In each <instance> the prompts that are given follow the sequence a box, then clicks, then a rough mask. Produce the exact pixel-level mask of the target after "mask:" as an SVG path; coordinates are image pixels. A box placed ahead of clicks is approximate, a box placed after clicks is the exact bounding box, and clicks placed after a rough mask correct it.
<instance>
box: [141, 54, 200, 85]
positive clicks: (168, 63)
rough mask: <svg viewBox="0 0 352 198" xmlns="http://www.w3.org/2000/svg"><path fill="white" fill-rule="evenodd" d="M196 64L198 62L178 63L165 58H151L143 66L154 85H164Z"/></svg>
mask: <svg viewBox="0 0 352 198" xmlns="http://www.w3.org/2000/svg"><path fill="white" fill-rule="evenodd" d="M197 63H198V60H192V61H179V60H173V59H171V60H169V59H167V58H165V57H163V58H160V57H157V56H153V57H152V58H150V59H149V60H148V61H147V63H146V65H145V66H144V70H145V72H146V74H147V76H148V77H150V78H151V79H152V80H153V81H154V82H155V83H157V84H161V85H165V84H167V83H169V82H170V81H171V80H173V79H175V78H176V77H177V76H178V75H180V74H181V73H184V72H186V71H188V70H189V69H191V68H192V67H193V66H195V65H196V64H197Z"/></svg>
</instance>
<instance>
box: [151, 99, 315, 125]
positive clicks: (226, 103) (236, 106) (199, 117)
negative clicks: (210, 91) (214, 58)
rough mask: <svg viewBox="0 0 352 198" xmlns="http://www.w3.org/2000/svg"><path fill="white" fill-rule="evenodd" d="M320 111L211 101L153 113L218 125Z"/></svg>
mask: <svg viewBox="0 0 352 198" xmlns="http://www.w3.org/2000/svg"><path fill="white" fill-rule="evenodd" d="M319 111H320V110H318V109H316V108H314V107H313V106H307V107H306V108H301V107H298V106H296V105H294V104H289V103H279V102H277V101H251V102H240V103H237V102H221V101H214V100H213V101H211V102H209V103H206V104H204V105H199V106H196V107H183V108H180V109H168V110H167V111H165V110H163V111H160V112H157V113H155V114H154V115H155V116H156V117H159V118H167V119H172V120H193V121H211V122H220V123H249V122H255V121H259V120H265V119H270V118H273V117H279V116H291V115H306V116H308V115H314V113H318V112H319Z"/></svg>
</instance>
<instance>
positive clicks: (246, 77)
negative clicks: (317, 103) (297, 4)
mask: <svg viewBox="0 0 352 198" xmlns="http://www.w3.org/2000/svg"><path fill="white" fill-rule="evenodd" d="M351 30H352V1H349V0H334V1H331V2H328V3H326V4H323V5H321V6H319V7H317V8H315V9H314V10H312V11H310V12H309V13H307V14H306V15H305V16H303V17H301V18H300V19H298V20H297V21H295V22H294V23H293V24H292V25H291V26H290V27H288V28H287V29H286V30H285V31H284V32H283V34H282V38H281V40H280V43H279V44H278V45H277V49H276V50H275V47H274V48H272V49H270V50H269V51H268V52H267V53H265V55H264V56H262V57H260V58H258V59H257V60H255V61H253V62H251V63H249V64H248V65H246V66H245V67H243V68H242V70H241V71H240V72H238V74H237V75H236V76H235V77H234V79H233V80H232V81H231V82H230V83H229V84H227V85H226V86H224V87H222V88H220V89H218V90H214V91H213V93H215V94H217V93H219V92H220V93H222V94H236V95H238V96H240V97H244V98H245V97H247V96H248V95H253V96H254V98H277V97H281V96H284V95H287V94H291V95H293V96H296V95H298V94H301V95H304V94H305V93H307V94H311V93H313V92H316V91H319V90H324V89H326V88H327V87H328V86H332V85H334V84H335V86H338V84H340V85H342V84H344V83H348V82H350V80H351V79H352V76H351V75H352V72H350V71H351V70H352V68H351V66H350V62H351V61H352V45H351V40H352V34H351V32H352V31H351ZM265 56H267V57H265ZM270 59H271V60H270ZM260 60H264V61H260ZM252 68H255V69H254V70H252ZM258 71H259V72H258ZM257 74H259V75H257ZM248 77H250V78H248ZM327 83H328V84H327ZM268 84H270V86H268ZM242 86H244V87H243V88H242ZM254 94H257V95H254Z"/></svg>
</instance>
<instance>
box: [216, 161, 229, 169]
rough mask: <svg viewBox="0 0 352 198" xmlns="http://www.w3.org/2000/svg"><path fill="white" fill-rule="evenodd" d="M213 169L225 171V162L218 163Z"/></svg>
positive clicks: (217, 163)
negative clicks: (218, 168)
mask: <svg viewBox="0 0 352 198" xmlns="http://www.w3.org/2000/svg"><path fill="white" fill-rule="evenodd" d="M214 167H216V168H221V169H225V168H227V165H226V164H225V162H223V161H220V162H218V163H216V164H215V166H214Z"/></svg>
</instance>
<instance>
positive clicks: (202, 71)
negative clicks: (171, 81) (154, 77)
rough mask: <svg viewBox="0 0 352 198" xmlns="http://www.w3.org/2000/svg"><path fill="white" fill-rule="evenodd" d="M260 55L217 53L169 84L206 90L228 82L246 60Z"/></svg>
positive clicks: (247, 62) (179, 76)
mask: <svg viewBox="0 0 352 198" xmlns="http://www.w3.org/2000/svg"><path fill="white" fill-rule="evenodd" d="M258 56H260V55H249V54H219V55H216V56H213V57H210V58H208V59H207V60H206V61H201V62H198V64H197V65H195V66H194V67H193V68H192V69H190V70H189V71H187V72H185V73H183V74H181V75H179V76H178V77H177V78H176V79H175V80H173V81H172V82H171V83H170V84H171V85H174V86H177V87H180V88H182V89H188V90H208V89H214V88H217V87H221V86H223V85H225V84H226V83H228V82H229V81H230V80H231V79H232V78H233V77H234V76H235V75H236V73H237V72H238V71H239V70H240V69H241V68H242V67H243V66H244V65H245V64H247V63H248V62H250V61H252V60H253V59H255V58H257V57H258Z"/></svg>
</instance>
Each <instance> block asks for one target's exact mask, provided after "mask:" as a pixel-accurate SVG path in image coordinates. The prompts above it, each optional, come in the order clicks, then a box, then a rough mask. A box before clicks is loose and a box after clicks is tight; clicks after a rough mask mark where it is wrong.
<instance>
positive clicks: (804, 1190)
----
The task:
Set down the records again, exactly.

Problem solution:
In each <instance> the prompts that are given follow the sequence a box, then clicks, then a rough mask. Produce the exact pixel-level mask of the target after "mask:" as an SVG path; coordinates are image pixels. A box placed ahead of clicks is approximate, a box placed after clicks is the exact bounding box, and clicks placed after a rough mask correct it.
<instance>
box: [141, 54, 200, 85]
positive clicks: (168, 63)
rough mask: <svg viewBox="0 0 352 198" xmlns="http://www.w3.org/2000/svg"><path fill="white" fill-rule="evenodd" d="M196 64L198 62L178 63L165 58H151L143 66L154 85H164Z"/></svg>
mask: <svg viewBox="0 0 352 198" xmlns="http://www.w3.org/2000/svg"><path fill="white" fill-rule="evenodd" d="M197 63H198V60H192V61H179V60H173V59H171V60H169V59H167V58H165V57H163V58H160V57H157V56H153V57H152V58H150V59H149V60H148V61H147V63H146V65H145V66H144V70H145V72H146V74H147V76H148V77H150V78H151V79H152V80H153V81H154V82H155V83H157V84H161V85H165V84H167V83H169V82H170V81H171V80H173V79H175V78H176V77H177V76H178V75H180V74H181V73H184V72H186V71H188V70H189V69H191V68H192V67H193V66H195V65H196V64H197Z"/></svg>
</instance>
<instance>
box: [151, 99, 315, 125]
positive clicks: (226, 103) (236, 106) (199, 117)
negative clicks: (210, 91) (214, 58)
rough mask: <svg viewBox="0 0 352 198" xmlns="http://www.w3.org/2000/svg"><path fill="white" fill-rule="evenodd" d="M320 111L211 101L153 113L218 125Z"/></svg>
mask: <svg viewBox="0 0 352 198" xmlns="http://www.w3.org/2000/svg"><path fill="white" fill-rule="evenodd" d="M319 111H320V110H318V109H316V108H314V107H313V106H307V107H306V108H301V107H298V106H296V105H294V104H289V103H279V102H277V101H251V102H240V103H237V102H221V101H214V100H213V101H211V102H209V103H206V104H204V105H199V106H196V107H183V108H180V109H168V110H167V111H165V110H163V111H160V112H157V113H155V114H154V115H155V116H156V117H159V118H167V119H172V120H193V121H211V122H220V123H249V122H255V121H259V120H265V119H270V118H273V117H279V116H291V115H306V116H308V115H314V113H318V112H319Z"/></svg>
</instance>
<instance>
positive clicks: (246, 77)
negative clicks: (317, 103) (297, 4)
mask: <svg viewBox="0 0 352 198" xmlns="http://www.w3.org/2000/svg"><path fill="white" fill-rule="evenodd" d="M351 30H352V1H349V0H334V1H331V2H328V3H326V4H323V5H321V6H319V7H317V8H315V9H314V10H312V11H310V12H309V13H307V14H306V15H305V16H303V17H301V18H300V19H298V20H297V21H295V22H294V23H293V24H292V25H291V26H290V27H288V28H287V29H286V30H285V31H284V32H283V34H282V38H281V40H280V43H279V44H278V45H277V49H276V50H275V47H274V48H272V49H270V50H269V51H268V52H267V53H265V55H264V56H262V57H260V58H258V59H257V60H255V61H253V62H251V63H249V64H248V65H246V66H245V67H243V68H242V70H241V71H240V72H238V74H237V75H236V76H235V77H234V79H233V80H232V81H231V82H230V83H229V84H227V85H226V86H224V87H222V88H220V89H218V90H214V91H213V93H215V94H217V93H219V92H220V93H222V94H236V95H238V96H240V97H244V98H245V97H247V96H248V95H253V96H254V98H277V97H281V96H284V95H287V94H291V95H293V96H296V95H298V94H301V95H304V94H305V93H307V94H311V93H313V92H316V91H319V90H324V89H326V88H327V87H328V86H332V85H334V84H335V86H338V84H340V85H342V84H344V83H348V82H350V80H351V79H352V76H351V75H352V72H350V71H351V70H352V68H351V66H350V62H351V61H352V45H351V40H352V34H351V32H352V31H351ZM265 56H267V57H265ZM270 59H271V60H270ZM260 60H264V61H260ZM252 68H255V69H254V70H252ZM258 71H259V72H258ZM257 74H259V75H257ZM248 77H250V78H248ZM327 83H328V84H327ZM268 84H270V86H268ZM242 86H244V87H243V88H242ZM254 94H257V95H254Z"/></svg>
</instance>
<instance>
box: [216, 161, 229, 169]
rough mask: <svg viewBox="0 0 352 198" xmlns="http://www.w3.org/2000/svg"><path fill="white" fill-rule="evenodd" d="M213 169L225 171V162L218 163Z"/></svg>
positive clicks: (217, 163)
negative clicks: (218, 168)
mask: <svg viewBox="0 0 352 198" xmlns="http://www.w3.org/2000/svg"><path fill="white" fill-rule="evenodd" d="M214 167H216V168H221V169H225V168H227V165H226V164H225V162H223V161H220V162H218V163H216V164H215V166H214Z"/></svg>
</instance>
<instance>
positive clicks: (202, 71)
negative clicks: (171, 81) (154, 77)
rough mask: <svg viewBox="0 0 352 198" xmlns="http://www.w3.org/2000/svg"><path fill="white" fill-rule="evenodd" d="M260 55L217 53L169 84L206 90L228 82L246 60Z"/></svg>
positive clicks: (247, 62) (179, 76)
mask: <svg viewBox="0 0 352 198" xmlns="http://www.w3.org/2000/svg"><path fill="white" fill-rule="evenodd" d="M258 56H260V55H249V54H219V55H216V56H213V57H210V58H208V59H207V60H206V61H201V62H198V64H197V65H195V66H194V67H193V68H192V69H190V70H189V71H187V72H185V73H183V74H181V75H179V76H178V77H177V78H176V79H175V80H173V81H172V82H171V83H170V84H171V85H174V86H177V87H180V88H182V89H188V90H208V89H214V88H217V87H221V86H223V85H225V84H226V83H228V82H229V81H230V80H231V79H232V78H233V77H234V76H235V75H236V73H237V72H238V71H239V70H240V69H241V68H242V67H243V66H244V65H245V64H247V63H248V62H250V61H252V60H253V59H255V58H257V57H258Z"/></svg>
</instance>
Each <instance> block asks for one target's exact mask, provided after "mask:" as a pixel-accurate SVG path in image coordinates. The prompts above it, each optional, come in the order clicks, then a box, then a rough mask. A box before clicks is loose and a box after clicks is tight; clicks after a rough mask mark where it is wrong.
<instance>
positive clicks: (804, 1190)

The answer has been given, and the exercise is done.